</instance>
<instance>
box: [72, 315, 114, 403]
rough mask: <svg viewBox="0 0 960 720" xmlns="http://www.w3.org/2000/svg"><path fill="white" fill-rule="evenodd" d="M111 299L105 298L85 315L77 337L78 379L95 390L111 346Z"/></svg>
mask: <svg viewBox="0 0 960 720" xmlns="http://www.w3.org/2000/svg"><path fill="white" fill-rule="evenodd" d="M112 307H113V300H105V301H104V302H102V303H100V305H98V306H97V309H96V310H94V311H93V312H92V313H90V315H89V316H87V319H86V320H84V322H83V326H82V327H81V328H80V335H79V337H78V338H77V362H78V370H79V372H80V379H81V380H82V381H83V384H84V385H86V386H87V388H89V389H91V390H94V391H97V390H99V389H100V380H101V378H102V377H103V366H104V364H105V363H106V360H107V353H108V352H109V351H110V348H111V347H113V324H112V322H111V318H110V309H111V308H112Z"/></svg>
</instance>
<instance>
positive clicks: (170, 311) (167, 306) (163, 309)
◆ ◆ ◆ ◆ ◆
> PROBLEM TO SOLVE
Your reply should repeat the entries above in full, with every character intact.

> SOLUTION FOR THIS EXERCISE
</instance>
<instance>
box: [72, 315, 114, 403]
rough mask: <svg viewBox="0 0 960 720" xmlns="http://www.w3.org/2000/svg"><path fill="white" fill-rule="evenodd" d="M111 299L105 298L85 315L77 337L78 379L95 390L111 346Z"/></svg>
mask: <svg viewBox="0 0 960 720" xmlns="http://www.w3.org/2000/svg"><path fill="white" fill-rule="evenodd" d="M112 307H113V300H105V301H104V302H102V303H100V305H98V306H97V309H96V310H94V311H93V312H92V313H90V315H89V316H87V319H86V320H84V322H83V326H82V327H81V328H80V335H79V337H78V338H77V362H78V370H79V372H80V379H81V380H82V381H83V384H84V385H86V386H87V388H89V389H91V390H94V391H97V390H99V389H100V380H101V378H102V377H103V366H104V364H105V363H106V360H107V353H108V352H109V351H110V348H111V347H113V324H112V322H111V318H110V309H111V308H112Z"/></svg>
</instance>
<instance>
positive clicks: (170, 311) (167, 306) (163, 309)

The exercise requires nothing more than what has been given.